§ Provided material
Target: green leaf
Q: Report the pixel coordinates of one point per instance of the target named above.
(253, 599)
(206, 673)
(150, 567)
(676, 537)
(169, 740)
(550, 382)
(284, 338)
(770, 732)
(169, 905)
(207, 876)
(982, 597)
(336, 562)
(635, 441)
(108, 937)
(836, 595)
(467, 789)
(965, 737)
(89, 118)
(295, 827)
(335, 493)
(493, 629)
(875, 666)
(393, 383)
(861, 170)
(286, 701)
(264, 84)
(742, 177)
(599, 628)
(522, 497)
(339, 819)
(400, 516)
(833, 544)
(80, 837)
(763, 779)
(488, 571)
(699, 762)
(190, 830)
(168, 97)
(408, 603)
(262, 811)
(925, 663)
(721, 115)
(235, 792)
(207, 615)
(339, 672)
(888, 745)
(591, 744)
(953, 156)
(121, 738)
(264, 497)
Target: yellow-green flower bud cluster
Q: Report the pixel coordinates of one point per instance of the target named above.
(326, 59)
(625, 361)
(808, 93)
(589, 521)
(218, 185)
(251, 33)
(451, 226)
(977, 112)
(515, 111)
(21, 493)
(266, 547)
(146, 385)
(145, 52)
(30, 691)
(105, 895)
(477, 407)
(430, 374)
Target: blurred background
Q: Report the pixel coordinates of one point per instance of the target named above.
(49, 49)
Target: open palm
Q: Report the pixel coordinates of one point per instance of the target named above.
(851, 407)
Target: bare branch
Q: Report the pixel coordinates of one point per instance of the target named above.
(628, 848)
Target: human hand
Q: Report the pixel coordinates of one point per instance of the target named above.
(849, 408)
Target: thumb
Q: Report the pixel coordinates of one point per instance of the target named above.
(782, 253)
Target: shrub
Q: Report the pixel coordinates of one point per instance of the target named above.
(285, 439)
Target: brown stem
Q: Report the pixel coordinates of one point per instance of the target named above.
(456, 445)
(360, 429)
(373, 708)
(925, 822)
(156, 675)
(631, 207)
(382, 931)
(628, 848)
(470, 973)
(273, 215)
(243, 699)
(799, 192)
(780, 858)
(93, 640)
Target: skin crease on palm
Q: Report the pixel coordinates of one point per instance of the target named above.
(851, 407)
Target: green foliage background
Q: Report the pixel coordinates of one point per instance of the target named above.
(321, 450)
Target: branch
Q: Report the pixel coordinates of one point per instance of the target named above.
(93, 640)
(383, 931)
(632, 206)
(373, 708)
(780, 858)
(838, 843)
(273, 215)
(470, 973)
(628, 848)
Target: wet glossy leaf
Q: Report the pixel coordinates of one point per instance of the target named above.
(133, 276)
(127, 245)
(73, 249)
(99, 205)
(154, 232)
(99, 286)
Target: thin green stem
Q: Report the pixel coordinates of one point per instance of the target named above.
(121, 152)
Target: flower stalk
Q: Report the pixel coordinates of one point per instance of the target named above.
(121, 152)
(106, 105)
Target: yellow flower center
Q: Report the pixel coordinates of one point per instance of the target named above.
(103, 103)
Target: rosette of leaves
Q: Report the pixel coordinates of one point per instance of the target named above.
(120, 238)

§ Aim
Copy the records again from the line containing "Target: rosette of leaves" through the end of the records, keeping both ends and the request lines, and raise every coordinate in the answers by 125.

§ Complete output
Target: rosette of leaves
Q: Report the pixel coordinates of one point per instance of the target named above.
(245, 363)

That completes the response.